[Consigne]:
Recopiez mot pour mot le passage de l'article sur le logement à La Réunion qui va de « 12 juillet 2019, par » à « France à La Réunion. ».

[Texte retenu]:
* * * * *

Action Logement et CDC-Habitat « partenaires » d’une stratégie

Logement : un cas typique de néocolonialisme

12 juillet 2019, par Manuel Marchal

Les conclusions de la Conférence du logement en Outre-mer éclairent sur la stratégie du gouvernement dans ce domaine à La Réunion. Elle repose notamment sur la prise de contrôle par des sociétés françaises des bailleurs sociaux réunionnais. Ainsi, des fonds mobilisés au titre de la LBU contribueront à créer des bénéfices qui seront ensuite rapatriés en France. C’est une illustration de la politique néocoloniale menée par la France à La Réunion.

Les conclusions de la Conférence du logement en Outre-mer ont été publiées ce mercredi 10 juillet. Sur le fond, elles ne remettent pas en cause le précédent Plan logement pour l’outre-mer, dont le volet réunionnais avait bénéficié en 2015 de la médiatique signature d’un Premier ministre en visite dans notre île. Ces conclusions préconisent de « Confirmer le bien fondé des grandes priorités du plan 2015-2020 et les décliner dans un plan d’action précis », car « ces principes directeurs ne sont pas remis en cause, mais ils doivent faire l’objet d’un plan d’action détaillé permettant de les atteindre et de mieux conjuguer objectifs quantitatifs et approche qualitative. C’est tout l’objet du plan logement 2019-2022, issu de la conférence logement ».
Sur le plan financier, « le Gouvernement se fixe pour objectif, sur le prochain triennal 2020-2021-2022, de revenir au dessus de 200 millions d’euros par an en exécution sur la Ligne Budgétaire Unique (LBU) consacrée au logement ».

Les bras armés de la stratégie du gouvernement

Reste à savoir qui seront les bénéficiaires de ces fonds. Les conclusions identifient pour le moment trois partenaires : l’ANRU, le Groupe Action Logement et CDC-Habitat. Si l’ANRU n’est pas un bailleur social à La Réunion, les deux autres partenaires ont pris le contrôle des deux plus importantes sociétés de HLM à La Réunion. Et le dossier de presse remis à l’issue de la présentation des conclusions de la Conférence du logement en Outre-mer mettent l’accent sur ces deux sociétés françaises implantées à La Réunion :

« Le Groupe Action Logement a initié en janvier 2019 un Plan d’investissement volontaire en faveur du logement pour améliorer le parc privé (rénovation énergétique, adaptation à la dépendance, lutte contre l’habitat indigne), poursuivre la production et la réhabilitation du parc social, développer le logement intermédiaire. Des dispositifs sont mis en place au niveau national et qui pourront être adaptés aux territoires ultra marins. Une enveloppe dédiée de 1.5 milliard d’euros a été affectée aux problématiques spécifiques du logement dans ces territoires et d’ici la fin de l’année des appels à projets territorialisés seront lancés qui permettront de financer les projets dès le début de l’année 2020. »

* * * * *

[Données fournies]:
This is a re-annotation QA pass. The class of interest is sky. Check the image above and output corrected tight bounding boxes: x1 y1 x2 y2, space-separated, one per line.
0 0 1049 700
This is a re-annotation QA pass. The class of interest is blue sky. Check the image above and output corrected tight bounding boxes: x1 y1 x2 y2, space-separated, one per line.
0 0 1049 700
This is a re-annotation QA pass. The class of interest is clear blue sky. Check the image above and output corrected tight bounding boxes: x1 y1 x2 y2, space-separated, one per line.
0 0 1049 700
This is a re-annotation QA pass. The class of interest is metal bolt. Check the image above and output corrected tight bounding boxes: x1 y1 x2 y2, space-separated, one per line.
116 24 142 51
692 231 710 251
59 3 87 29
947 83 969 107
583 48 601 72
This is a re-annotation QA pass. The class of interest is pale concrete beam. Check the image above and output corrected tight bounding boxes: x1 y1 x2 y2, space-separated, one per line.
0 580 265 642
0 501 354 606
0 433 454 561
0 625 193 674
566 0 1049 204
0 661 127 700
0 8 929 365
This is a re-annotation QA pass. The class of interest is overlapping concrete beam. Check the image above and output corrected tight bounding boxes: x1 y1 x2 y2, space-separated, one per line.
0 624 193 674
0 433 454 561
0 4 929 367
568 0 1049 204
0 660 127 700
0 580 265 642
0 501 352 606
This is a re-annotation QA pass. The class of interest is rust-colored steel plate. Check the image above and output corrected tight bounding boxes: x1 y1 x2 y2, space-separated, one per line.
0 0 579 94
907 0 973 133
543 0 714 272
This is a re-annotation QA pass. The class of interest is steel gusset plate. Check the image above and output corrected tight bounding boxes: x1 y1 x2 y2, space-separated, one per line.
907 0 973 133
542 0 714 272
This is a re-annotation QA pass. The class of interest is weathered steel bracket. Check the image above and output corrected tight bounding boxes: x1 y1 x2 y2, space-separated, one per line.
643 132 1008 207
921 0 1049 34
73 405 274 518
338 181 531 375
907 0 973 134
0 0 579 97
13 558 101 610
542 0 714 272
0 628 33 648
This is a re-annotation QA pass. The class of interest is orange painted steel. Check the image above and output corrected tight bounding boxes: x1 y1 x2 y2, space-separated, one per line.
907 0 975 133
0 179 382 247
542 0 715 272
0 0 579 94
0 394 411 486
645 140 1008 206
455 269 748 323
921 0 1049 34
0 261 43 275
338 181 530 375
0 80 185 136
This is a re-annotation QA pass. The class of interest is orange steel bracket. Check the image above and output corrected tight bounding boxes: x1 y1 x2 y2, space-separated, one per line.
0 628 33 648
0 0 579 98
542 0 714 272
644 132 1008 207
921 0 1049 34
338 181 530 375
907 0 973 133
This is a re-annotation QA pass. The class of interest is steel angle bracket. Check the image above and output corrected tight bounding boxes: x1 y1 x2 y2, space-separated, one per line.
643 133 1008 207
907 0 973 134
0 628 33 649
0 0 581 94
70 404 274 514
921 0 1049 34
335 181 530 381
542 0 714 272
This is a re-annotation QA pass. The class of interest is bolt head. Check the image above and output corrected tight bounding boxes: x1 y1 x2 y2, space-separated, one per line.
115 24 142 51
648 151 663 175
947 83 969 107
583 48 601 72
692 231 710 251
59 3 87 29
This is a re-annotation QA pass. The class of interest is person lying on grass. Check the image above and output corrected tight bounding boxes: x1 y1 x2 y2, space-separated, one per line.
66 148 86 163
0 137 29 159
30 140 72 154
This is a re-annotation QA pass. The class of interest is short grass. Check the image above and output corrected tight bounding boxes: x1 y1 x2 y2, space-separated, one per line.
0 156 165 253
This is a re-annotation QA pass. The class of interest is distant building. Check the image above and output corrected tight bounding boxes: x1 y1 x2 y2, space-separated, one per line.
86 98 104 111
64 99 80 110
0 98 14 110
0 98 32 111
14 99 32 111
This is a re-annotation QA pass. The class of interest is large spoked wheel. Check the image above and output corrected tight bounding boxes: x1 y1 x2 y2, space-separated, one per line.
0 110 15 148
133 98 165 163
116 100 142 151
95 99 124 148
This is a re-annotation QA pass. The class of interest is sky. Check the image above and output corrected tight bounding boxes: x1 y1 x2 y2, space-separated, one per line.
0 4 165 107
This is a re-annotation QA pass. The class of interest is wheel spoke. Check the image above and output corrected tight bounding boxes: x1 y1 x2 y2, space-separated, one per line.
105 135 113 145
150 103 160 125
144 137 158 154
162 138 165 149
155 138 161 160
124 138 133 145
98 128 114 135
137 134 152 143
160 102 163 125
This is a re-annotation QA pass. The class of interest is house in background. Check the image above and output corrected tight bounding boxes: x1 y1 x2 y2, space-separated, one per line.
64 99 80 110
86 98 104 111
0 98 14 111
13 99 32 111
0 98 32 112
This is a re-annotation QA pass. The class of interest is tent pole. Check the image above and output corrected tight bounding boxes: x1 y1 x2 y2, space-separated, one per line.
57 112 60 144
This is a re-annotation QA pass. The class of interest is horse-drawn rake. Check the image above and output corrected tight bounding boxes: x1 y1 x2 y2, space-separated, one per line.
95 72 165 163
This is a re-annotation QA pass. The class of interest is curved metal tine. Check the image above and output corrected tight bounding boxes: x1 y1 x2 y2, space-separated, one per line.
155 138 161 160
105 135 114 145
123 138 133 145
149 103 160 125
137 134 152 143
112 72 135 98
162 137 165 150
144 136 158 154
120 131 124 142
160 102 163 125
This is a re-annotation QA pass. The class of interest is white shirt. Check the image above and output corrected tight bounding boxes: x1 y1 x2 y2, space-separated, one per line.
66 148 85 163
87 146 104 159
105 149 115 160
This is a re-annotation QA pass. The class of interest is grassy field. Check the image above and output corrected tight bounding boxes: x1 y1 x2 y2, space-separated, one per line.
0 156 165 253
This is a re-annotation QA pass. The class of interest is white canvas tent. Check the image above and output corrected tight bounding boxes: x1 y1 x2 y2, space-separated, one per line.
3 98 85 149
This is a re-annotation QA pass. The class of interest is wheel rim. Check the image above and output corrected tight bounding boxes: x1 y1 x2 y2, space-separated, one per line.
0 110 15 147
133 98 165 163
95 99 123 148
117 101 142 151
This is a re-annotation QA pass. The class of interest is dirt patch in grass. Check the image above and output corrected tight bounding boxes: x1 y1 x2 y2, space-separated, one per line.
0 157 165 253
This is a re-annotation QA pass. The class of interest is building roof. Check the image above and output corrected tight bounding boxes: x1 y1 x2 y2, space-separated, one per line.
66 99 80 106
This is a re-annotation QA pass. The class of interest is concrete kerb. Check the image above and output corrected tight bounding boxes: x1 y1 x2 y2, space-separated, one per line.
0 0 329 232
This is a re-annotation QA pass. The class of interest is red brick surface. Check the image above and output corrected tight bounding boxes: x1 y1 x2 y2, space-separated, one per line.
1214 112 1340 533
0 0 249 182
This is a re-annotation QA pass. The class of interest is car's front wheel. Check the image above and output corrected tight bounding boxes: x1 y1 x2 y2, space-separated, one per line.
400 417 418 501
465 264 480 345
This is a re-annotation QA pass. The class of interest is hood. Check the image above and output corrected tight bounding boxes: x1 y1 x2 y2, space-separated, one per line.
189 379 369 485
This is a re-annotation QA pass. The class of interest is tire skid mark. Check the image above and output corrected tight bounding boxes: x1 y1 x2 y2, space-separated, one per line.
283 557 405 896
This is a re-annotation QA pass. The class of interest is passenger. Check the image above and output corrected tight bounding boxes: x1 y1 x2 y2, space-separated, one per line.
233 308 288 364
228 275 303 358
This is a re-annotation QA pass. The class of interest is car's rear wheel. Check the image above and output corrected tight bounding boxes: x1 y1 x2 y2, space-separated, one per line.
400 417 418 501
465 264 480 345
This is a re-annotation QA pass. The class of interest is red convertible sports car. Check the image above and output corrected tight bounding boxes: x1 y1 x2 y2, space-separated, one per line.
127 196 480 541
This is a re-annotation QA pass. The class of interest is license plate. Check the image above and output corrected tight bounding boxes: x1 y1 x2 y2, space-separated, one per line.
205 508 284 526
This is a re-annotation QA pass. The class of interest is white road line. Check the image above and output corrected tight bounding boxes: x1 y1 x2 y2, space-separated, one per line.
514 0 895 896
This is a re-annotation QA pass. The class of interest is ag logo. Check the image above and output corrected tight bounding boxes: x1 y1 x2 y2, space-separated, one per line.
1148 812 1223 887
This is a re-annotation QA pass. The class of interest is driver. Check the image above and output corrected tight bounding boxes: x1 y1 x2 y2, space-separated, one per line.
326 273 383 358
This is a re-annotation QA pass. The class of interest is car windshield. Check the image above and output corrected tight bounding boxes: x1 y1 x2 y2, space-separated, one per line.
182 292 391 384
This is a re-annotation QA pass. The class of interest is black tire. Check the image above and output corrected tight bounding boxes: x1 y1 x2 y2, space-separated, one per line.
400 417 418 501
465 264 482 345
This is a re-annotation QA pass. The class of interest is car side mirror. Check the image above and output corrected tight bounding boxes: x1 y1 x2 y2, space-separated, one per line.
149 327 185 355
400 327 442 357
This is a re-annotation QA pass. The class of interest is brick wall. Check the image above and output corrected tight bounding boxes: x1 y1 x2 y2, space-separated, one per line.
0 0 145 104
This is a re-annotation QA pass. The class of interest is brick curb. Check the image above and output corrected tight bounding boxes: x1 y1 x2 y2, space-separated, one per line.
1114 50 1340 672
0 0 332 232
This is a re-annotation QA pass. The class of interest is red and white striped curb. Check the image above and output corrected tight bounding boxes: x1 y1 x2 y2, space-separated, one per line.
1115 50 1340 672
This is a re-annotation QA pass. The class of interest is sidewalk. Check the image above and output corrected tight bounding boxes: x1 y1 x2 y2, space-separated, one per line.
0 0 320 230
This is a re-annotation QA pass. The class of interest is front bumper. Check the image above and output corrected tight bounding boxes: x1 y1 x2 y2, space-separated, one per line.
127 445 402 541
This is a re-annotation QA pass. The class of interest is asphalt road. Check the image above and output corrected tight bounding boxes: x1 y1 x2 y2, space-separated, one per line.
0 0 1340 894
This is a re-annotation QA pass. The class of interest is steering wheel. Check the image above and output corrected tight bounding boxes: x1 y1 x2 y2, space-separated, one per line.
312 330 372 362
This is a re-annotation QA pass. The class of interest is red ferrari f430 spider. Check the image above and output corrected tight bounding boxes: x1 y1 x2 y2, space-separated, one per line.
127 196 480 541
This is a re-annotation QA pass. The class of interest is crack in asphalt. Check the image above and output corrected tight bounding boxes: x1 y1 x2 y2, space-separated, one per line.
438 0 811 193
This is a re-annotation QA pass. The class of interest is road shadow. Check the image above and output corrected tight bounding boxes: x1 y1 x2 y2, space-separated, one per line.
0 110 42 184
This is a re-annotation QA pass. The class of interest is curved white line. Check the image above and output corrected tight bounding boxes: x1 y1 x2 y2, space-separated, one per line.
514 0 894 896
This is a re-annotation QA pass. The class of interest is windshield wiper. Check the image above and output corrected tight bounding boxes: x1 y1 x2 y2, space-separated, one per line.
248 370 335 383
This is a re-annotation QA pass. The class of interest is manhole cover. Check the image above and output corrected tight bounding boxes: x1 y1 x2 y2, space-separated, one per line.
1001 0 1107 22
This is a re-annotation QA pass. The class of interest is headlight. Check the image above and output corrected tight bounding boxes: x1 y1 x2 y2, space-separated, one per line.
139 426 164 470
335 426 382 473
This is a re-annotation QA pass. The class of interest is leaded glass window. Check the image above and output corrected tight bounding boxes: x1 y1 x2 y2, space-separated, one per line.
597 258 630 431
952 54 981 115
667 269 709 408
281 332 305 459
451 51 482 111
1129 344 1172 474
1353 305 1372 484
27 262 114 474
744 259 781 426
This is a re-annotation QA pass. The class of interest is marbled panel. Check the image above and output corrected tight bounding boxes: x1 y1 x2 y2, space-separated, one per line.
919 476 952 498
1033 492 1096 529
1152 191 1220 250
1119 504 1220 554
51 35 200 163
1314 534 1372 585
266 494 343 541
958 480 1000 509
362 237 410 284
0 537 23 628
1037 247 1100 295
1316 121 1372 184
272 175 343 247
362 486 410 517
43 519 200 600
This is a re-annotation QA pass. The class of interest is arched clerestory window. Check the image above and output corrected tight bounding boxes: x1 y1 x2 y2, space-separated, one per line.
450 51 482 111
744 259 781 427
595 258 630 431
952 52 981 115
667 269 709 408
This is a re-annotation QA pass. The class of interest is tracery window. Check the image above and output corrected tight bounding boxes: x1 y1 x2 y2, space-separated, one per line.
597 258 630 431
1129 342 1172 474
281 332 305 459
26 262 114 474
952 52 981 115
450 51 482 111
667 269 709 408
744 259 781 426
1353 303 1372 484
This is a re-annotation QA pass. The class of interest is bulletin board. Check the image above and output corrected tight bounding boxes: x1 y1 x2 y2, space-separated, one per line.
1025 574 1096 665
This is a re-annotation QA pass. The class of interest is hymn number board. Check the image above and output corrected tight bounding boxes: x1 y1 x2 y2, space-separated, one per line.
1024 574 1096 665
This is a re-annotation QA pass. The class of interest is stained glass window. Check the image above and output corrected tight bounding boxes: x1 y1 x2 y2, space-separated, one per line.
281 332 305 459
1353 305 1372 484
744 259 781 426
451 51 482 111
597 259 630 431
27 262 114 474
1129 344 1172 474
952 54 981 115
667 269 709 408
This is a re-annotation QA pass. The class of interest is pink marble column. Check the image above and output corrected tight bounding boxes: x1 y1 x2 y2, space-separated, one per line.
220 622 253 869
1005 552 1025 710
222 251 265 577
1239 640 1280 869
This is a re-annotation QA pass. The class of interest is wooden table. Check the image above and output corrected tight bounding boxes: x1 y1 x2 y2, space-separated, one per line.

* * * * *

[Résultat attendu]:
12 juillet 2019, par Manuel Marchal

Les conclusions de la Conférence du logement en Outre-mer éclairent sur la stratégie du gouvernement dans ce domaine à La Réunion. Elle repose notamment sur la prise de contrôle par des sociétés françaises des bailleurs sociaux réunionnais. Ainsi, des fonds mobilisés au titre de la LBU contribueront à créer des bénéfices qui seront ensuite rapatriés en France. C’est une illustration de la politique néocoloniale menée par la France à La Réunion.